** Start of PAGE TEXT **

Data migration - why we need conceptual entity models

What are conceptual entity models and why do we need them? My attention has been drawn this week to an old article by Malcolm Chisholm entitled ‘Big Data and the Coming Conceptual Model Revolution.’

Malcolm’s epistle has been around for at least 12 months, but for whatever reason it has been re-published recently and this is the first I’ve seen of it. So if this is all old news to you I apologise but it puts clarity on a few issues that I’ve been meaning to write about for some time.

First off the bat I suppose I should define what I mean by ‘Conceptual Entity Model’. Now in my book Practical Data Migration I define a conceptual entity model as ‘A form of data model where atomic entities are grouped together to form higher-level entities that are meaningful to the enterprise’.

This may be accurate from a semantic point of view but it doesn’t really say why I need it or how I use it. For me a conceptual entity model holds the highest level collection of things we are interested in (in this case for our migration). So if I am working on a CRM migration then it is the customer and maybe also product, sales etc. I know that each of these is likely to be normalised into multiple lower level entities to make them useful - so customer may need addresses split out, especially if there have to be different delivery and billing addresses. I will also, when I get down that far, probably need to construct some kind of product matrix. But for my immediate purposes I keep my entities crude, generic and high level. I have yet to work on a project where the whole thing cannot be mapped onto less than a dozen conceptual entities.

** End of PAGE TEXT **

## THE TASKS
**A.** Pick out every line in the records that contains the word "thatched", and copy each of those lines.
**B.** Write the next part of the article on conceptual entity models in data migration, picking up after its final sentence.

** Start of EXERCISE INPUT **

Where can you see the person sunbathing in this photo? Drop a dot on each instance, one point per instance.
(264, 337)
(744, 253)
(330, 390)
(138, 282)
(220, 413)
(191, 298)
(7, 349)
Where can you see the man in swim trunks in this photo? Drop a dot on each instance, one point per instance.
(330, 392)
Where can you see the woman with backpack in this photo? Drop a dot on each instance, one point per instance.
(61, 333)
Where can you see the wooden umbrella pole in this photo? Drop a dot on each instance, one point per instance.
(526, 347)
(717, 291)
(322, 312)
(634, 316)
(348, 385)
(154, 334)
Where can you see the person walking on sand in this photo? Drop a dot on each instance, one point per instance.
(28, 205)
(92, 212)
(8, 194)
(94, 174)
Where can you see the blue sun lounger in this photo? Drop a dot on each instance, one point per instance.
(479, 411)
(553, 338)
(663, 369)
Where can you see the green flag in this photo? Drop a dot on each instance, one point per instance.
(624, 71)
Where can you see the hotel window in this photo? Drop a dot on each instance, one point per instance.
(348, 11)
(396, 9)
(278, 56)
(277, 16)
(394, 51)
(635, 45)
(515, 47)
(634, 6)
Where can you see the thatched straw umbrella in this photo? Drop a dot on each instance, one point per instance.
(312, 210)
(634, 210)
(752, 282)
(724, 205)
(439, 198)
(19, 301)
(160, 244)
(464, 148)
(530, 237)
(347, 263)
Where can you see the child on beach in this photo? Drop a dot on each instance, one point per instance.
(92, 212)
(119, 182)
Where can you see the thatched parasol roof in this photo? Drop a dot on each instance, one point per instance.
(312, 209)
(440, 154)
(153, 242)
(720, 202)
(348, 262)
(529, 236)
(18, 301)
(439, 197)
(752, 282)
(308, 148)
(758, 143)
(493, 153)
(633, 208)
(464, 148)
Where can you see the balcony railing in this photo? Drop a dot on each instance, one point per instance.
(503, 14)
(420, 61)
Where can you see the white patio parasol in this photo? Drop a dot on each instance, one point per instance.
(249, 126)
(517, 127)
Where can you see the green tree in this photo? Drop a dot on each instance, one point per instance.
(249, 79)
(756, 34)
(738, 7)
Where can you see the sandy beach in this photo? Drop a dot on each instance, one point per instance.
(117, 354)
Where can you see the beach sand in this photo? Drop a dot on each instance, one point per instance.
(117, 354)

** End of EXERCISE INPUT **

## TASK RESPONSES
**A.**
Where can you see the thatched straw umbrella in this photo? Drop a dot on each instance, one point per instance.
Where can you see the thatched parasol roof in this photo? Drop a dot on each instance, one point per instance.

**B.**
But if it is so crude how can it be so useful? Well it accomplishes a number of things. First of all it is created, often in a single pass, in the first meetings with senior sponsors. My diagramming technique of the named box, the connecting line and the crows foot for entity, relationship and optionality / cardinality indicator is easy to understand. I can start having a meaningful discussion about scope using one piece of A4, a pen and less than half an hour’s precious time. On the side I am introducing some powerful but maybe not so technical folks to an appreciation of metadata structures without ever mentioning the dreaded ‘D’ word.

I don’t bother resolving the many to many relationships at the conceptual entity model level - I know as a data analyst that I will have to at a lower level but it doesn’t help in my conversation at that point. I also am aware that I may have to alter the model later (although this does not happen as often as you might imagine).

In addition to using the model as part of my project charter or scope I also start organising my project around it. Every data source and data issue is tagged with the conceptual entities it touches. This is immensely important when you are in the midst of a project with hundreds (thousands?) of data sources which generates hundreds of data issues. Finding that one spreadsheet that forms the link between two apparently unconnected data stores whose linking is vital to the programme is a lot easier if you have tagged all your stores by entity and all your issues by entity.

So what does our friend Malcolm have to say? Well he also has a go at the definitional problem and cites an article by Tom Haughey for a definition closest to the one I employ (there are of course others).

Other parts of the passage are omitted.